## Given instruction
Reproduce all of the material below word for word, keeping every line in its original order.

— START Record list —

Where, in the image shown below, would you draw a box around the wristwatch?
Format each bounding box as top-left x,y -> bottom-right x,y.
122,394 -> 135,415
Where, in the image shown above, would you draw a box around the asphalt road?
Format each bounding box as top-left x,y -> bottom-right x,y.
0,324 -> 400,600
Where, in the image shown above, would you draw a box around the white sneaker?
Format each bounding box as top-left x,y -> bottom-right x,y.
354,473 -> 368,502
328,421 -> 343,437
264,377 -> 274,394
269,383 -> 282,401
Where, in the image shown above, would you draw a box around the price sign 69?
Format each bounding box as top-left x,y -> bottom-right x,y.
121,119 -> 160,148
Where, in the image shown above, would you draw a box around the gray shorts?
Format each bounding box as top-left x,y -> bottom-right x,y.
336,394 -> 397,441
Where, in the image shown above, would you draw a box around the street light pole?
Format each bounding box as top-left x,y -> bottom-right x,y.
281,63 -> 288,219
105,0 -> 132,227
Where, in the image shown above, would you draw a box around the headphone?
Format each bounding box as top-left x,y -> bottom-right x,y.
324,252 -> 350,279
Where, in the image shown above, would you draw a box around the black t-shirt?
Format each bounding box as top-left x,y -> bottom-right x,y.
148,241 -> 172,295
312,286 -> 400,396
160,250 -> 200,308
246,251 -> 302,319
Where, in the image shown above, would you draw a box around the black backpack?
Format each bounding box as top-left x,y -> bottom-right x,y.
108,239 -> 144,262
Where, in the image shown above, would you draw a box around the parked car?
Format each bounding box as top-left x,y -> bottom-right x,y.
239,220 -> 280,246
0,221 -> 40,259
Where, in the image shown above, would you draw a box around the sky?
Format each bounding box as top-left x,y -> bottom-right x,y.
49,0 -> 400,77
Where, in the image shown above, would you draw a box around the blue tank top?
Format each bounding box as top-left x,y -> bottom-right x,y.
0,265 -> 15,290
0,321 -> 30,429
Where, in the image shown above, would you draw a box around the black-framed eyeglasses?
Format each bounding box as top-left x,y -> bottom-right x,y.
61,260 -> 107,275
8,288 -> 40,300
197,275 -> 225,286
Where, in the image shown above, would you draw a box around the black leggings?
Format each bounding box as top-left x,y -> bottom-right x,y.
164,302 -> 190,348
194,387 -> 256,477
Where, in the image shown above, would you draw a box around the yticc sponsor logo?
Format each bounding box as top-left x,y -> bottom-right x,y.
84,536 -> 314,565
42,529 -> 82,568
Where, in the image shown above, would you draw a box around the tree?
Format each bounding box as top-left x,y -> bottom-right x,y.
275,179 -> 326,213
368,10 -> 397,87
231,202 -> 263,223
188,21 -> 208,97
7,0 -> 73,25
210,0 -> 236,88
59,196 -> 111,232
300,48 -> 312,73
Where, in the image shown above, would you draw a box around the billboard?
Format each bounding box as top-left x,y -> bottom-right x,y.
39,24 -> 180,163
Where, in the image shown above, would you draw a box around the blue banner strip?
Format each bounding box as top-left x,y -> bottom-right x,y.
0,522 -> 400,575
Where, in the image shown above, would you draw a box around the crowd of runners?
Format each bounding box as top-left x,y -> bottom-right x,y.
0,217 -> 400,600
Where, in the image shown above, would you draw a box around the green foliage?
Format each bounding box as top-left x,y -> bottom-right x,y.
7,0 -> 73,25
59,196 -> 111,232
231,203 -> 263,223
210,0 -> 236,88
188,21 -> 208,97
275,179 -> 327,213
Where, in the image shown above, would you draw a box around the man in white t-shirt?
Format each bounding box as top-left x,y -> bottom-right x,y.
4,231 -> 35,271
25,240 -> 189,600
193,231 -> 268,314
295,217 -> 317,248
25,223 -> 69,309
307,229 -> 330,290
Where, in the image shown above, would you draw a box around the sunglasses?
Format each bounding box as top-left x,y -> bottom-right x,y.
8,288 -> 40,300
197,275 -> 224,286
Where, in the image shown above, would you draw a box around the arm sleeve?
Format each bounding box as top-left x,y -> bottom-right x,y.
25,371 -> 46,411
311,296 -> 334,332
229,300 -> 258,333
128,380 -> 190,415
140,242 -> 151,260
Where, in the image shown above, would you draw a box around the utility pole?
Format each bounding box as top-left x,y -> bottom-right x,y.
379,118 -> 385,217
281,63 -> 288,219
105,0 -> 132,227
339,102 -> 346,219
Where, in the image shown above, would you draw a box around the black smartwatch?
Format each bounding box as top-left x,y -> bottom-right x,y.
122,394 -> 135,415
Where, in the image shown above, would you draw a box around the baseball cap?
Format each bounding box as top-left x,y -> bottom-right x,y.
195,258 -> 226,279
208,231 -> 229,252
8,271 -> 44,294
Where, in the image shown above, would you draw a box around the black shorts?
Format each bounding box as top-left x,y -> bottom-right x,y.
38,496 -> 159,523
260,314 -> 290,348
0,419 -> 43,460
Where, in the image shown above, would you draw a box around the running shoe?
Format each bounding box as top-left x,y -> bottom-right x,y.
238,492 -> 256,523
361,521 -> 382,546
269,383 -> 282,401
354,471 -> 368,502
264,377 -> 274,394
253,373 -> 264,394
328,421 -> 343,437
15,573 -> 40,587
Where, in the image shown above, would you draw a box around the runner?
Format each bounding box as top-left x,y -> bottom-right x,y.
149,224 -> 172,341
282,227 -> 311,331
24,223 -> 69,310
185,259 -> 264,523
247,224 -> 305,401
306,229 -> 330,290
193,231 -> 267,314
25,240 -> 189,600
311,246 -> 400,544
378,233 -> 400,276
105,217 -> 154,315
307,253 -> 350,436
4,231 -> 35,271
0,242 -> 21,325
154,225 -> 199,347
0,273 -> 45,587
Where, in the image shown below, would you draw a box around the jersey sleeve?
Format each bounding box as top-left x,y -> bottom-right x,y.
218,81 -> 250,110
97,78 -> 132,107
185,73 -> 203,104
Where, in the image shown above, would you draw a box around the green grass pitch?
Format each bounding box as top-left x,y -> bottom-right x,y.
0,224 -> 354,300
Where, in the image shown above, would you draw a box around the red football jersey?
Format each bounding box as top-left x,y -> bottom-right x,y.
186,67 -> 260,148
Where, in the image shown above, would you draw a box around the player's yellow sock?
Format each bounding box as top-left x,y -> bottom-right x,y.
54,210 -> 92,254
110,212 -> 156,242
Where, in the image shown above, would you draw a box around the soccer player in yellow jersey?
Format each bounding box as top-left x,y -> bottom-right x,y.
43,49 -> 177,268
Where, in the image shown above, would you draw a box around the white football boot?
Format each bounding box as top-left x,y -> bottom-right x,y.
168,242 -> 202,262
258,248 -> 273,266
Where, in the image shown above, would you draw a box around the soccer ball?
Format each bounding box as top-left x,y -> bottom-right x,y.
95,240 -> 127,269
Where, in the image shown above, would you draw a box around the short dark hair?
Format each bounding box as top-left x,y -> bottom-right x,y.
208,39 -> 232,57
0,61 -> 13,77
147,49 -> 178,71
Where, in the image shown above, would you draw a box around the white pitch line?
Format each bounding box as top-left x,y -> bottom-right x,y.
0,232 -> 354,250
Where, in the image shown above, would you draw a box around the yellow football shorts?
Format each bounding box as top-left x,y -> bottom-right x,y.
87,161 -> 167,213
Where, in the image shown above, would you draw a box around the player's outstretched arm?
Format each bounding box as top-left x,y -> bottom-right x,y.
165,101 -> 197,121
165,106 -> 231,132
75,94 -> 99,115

— END Record list —

## Answer for the task
Where, in the image shown below, would you draw a box around the wristwatch?
Format each bounding box as top-left x,y -> bottom-right x,y.
122,394 -> 135,415
Where, in the image shown above, would you draw a box around the asphalt road?
Format each bounding box as top-left x,y -> bottom-right x,y.
0,324 -> 400,600
Where, in the image shown above, would you draw a box around the white sneaker?
Format each bounding box as top-left x,y -> bottom-right x,y.
354,473 -> 368,502
328,421 -> 343,437
264,377 -> 274,394
269,383 -> 282,401
Where, in the image shown above, would you draw a box around the price sign 69?
Format each bounding box as top-left x,y -> bottom-right x,y.
121,119 -> 160,148
Where, in the image shown above, would you draw a box around the gray shorts?
Format each bounding box as top-left x,y -> bottom-right x,y.
336,394 -> 397,441
Where, in the image shown above, would you draw a box around the street light pole?
Format each bounding box as top-left x,y -> bottom-right x,y.
281,63 -> 288,219
105,0 -> 132,227
Where, in the image shown above, would you draw a box around the headphone?
Format each bounding box as top-left x,y -> bottom-right x,y.
324,252 -> 350,279
Where, in the image shown above, would you draw a box around the black t-shirt?
Format each bounding box as top-left x,y -> bottom-right x,y.
148,241 -> 172,295
312,286 -> 400,396
160,250 -> 200,308
246,251 -> 302,319
Where, in the image shown above, would you draw a box around the black backpack?
Format each bounding box as top-left x,y -> bottom-right x,y.
108,239 -> 144,262
Where, in the image shown above, would you draw a box around the parked car?
Format each bounding box as top-left x,y -> bottom-right x,y.
239,220 -> 280,246
0,221 -> 40,259
Where, in the image shown above, would you draw a box around the sky?
Format each bounding box as top-left x,y -> bottom-right x,y.
49,0 -> 400,77
Where, in the image shown above, would you draw a box around the blue tank top?
Format each bounding box as top-left x,y -> bottom-right x,y.
0,265 -> 15,290
0,321 -> 30,429
Where, in the image shown above, would you draw a box around the black-framed eyeglasses?
Format each bounding box as top-left x,y -> bottom-right x,y.
61,260 -> 107,275
8,288 -> 40,300
197,275 -> 225,286
Where, in the image shown above, would you draw a box around the black leggings?
Format each bounding box as top-left x,y -> bottom-right x,y.
164,302 -> 190,348
194,387 -> 256,477
Where, in the image shown above, would you draw a box around the yticc sponsor logo?
Format each bounding box as top-left x,y -> bottom-right x,y.
84,536 -> 314,565
42,529 -> 82,568
Where, in the image shown above, would you draw a box around the tree?
Format each bounding box as top-left x,y -> bottom-right x,y.
275,179 -> 326,213
368,10 -> 397,87
231,202 -> 263,223
188,21 -> 208,97
7,0 -> 73,25
210,0 -> 236,88
59,196 -> 111,232
300,48 -> 312,73
Where, in the image shown above, would you draw a box around the billboard?
Format each bounding box as top-left x,y -> bottom-right x,y.
39,24 -> 180,163
Where, in the image shown above, would you draw a box around the blue banner strip?
Format each bounding box as top-left x,y -> bottom-right x,y.
0,522 -> 400,575
Where, in the image shown above, would you draw a box around the crowd of runners?
Format each bounding box as top-left x,y -> bottom-right x,y.
0,217 -> 400,600
Where, in the image shown above, would you draw a box around the green foliage?
Format each bounding box as top-left x,y -> bottom-right x,y.
7,0 -> 73,25
59,196 -> 111,232
231,203 -> 263,223
210,0 -> 236,88
188,21 -> 208,97
275,179 -> 327,213
Where, in the image shown above, would you draw a box around the man in white t-shirt?
Format each bounding box as top-left x,y -> bottom-right x,y.
4,231 -> 35,271
25,240 -> 189,600
193,231 -> 268,314
295,217 -> 317,248
25,223 -> 69,309
307,229 -> 330,290
Where, in the image shown above, would you draw a box around the sunglasses?
Format each bounding box as top-left x,y -> bottom-right x,y.
8,288 -> 40,300
197,275 -> 224,286
Where, in the image shown above, would you draw a box around the arm sleeve?
Format each bounding box as top-left x,y -> bottom-right x,y.
25,371 -> 46,411
311,296 -> 334,332
229,300 -> 258,333
128,380 -> 190,415
140,242 -> 151,260
Where, in the image shown above, would you draw a box around the utility pole?
Format each bounding box as top-left x,y -> bottom-right x,y.
379,118 -> 385,217
281,63 -> 288,219
105,0 -> 132,227
339,102 -> 346,219
Where, in the image shown above, would you draw a box around the black smartwatch?
Format each bounding box as top-left x,y -> bottom-right x,y.
122,394 -> 135,415
Where, in the image shown above, would you draw a box around the baseball cap?
Format each bounding box as top-left x,y -> bottom-right x,y.
195,258 -> 226,279
208,231 -> 229,252
8,271 -> 44,294
Where, in the image shown above, would you draw a box around the black shorts?
Format each bounding box as top-left x,y -> bottom-right x,y.
38,496 -> 159,523
260,314 -> 290,348
0,419 -> 43,460
Where, in the image shown above, would you draw a box around the running shoe?
Format each bounding box as top-left x,y -> bottom-right x,y.
238,492 -> 256,523
361,521 -> 382,546
269,383 -> 282,401
354,471 -> 368,502
264,377 -> 274,394
253,373 -> 264,394
328,421 -> 343,437
15,573 -> 40,587
Where, in the image shown above, would you draw a box around the runner?
Format each bounding box as top-left x,y -> bottom-right x,y.
149,224 -> 172,341
282,227 -> 311,331
24,223 -> 69,310
185,259 -> 264,523
247,224 -> 305,401
306,229 -> 330,290
193,231 -> 267,314
25,240 -> 189,600
311,246 -> 400,544
378,233 -> 400,276
105,217 -> 154,315
307,253 -> 350,436
4,231 -> 35,271
0,242 -> 21,325
154,225 -> 199,347
0,273 -> 45,587
Where, in the image shown below, would you draw a box around the jersey sleeve?
Format each bounding box as top-left x,y -> bottom-right x,y.
218,81 -> 250,110
97,78 -> 132,107
185,73 -> 203,104
Where, in the image shown above, would you draw a box around the green grass pitch?
Format each bounding box as top-left x,y -> bottom-right x,y.
0,224 -> 354,300
Where, in the image shown above, would you draw a box around the red football jersey?
Format each bounding box as top-left x,y -> bottom-right x,y.
186,67 -> 260,148
Where, in the image shown above, would you draw a box around the player's yellow sock?
Format each bounding box as top-left x,y -> bottom-right x,y.
54,210 -> 92,254
110,212 -> 156,242
Where, in the image shown above, would you draw a box around the soccer player in yellow jersey?
Format each bounding box as top-left x,y -> bottom-right x,y.
43,49 -> 177,268
Where, in the image shown above, would you draw a box around the white football boot?
Format each bounding box as top-left x,y -> bottom-right x,y.
168,242 -> 202,262
258,248 -> 273,266
Where, in the image shown above, would you draw a box around the soccer ball?
Format each bounding box as top-left x,y -> bottom-right x,y.
95,240 -> 127,269
Where, in the image shown above, would you draw a box around the short dark hair?
Format each bounding box as top-left x,y -> bottom-right x,y.
208,39 -> 232,57
0,61 -> 13,77
147,49 -> 178,71
Where, in the image shown above, would you draw a box around the white pitch line?
Format each bounding box as top-left x,y -> bottom-right x,y.
0,232 -> 354,250
Where, in the image shown above, would you draw a box around the yellow football shorts?
Format each bounding box as top-left x,y -> bottom-right x,y.
87,161 -> 167,213
Where, in the image shown above, would you draw a box around the player's outstretched arm?
Format each bounding box as top-left x,y -> bottom-right x,y.
165,101 -> 197,121
165,106 -> 231,132
75,94 -> 99,115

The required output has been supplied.